* RECORDS FOR THE TASK
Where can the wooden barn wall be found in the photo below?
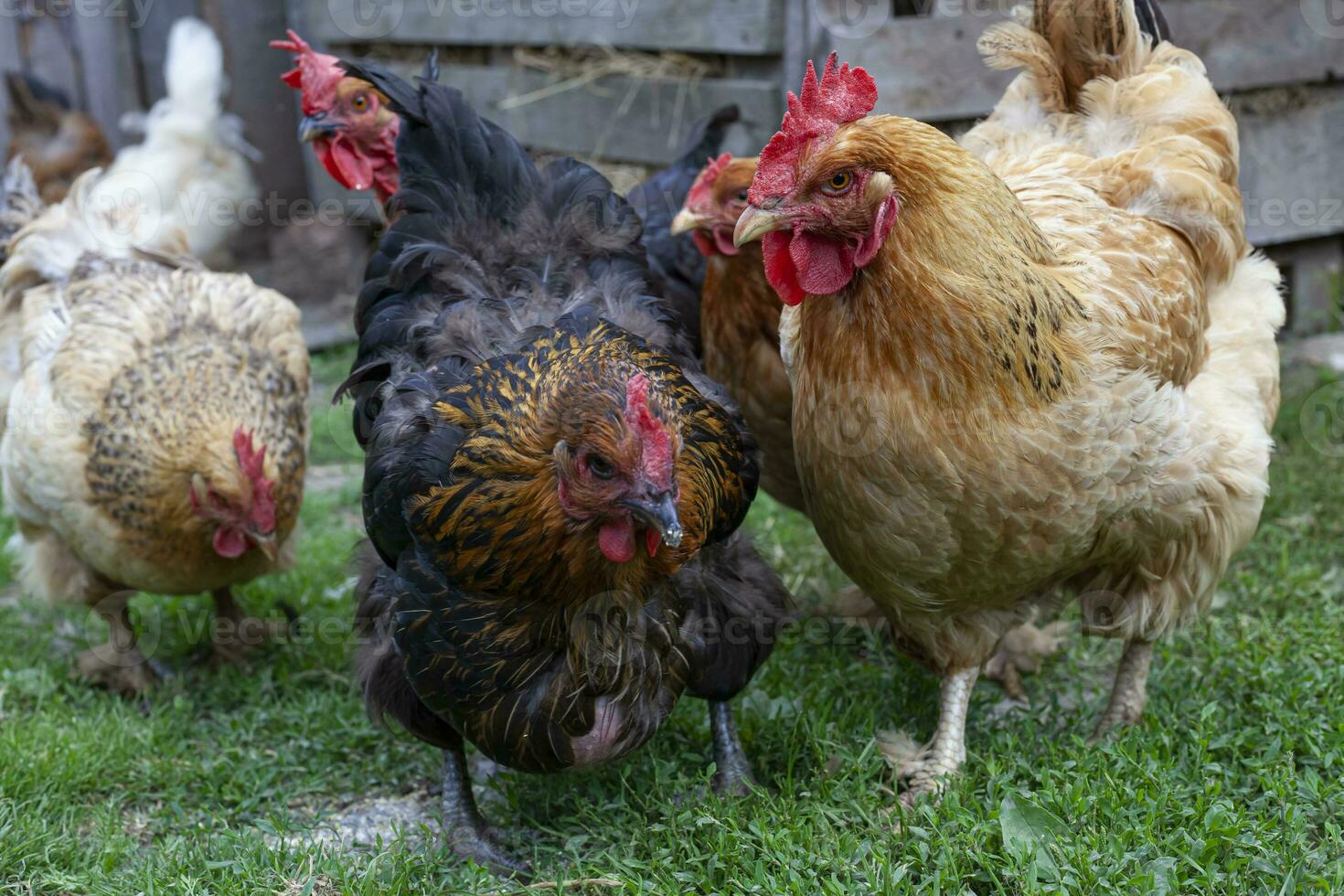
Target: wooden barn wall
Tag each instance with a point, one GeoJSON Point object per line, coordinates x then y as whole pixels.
{"type": "Point", "coordinates": [108, 57]}
{"type": "Point", "coordinates": [1275, 60]}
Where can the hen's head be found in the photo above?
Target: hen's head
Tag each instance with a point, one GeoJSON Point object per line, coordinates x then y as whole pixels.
{"type": "Point", "coordinates": [346, 119]}
{"type": "Point", "coordinates": [237, 497]}
{"type": "Point", "coordinates": [715, 202]}
{"type": "Point", "coordinates": [615, 469]}
{"type": "Point", "coordinates": [820, 202]}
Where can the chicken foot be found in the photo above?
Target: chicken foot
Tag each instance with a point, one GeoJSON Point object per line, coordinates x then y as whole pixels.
{"type": "Point", "coordinates": [926, 773]}
{"type": "Point", "coordinates": [1129, 692]}
{"type": "Point", "coordinates": [119, 664]}
{"type": "Point", "coordinates": [732, 775]}
{"type": "Point", "coordinates": [469, 836]}
{"type": "Point", "coordinates": [237, 635]}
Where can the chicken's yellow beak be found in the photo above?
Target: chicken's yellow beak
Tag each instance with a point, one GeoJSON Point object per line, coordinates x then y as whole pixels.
{"type": "Point", "coordinates": [687, 220]}
{"type": "Point", "coordinates": [266, 544]}
{"type": "Point", "coordinates": [757, 222]}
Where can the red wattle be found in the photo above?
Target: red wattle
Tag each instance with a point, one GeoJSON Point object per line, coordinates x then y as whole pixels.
{"type": "Point", "coordinates": [824, 266]}
{"type": "Point", "coordinates": [778, 268]}
{"type": "Point", "coordinates": [615, 540]}
{"type": "Point", "coordinates": [723, 240]}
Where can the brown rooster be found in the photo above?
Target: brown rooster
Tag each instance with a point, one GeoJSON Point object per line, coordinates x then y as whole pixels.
{"type": "Point", "coordinates": [156, 437]}
{"type": "Point", "coordinates": [552, 486]}
{"type": "Point", "coordinates": [1040, 360]}
{"type": "Point", "coordinates": [56, 142]}
{"type": "Point", "coordinates": [740, 317]}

* THE TASK
Output, without any change, the lines of the items from the one containing "Where can the brown" through the end of the items.

* TASK RESPONSE
Where can the brown rooster be found in the photo above?
Target: brown rooster
Tag each instance with a point, one GeoJSON Point object per line, coordinates x then y as whole pixels.
{"type": "Point", "coordinates": [156, 437]}
{"type": "Point", "coordinates": [552, 486]}
{"type": "Point", "coordinates": [1040, 360]}
{"type": "Point", "coordinates": [56, 142]}
{"type": "Point", "coordinates": [740, 317]}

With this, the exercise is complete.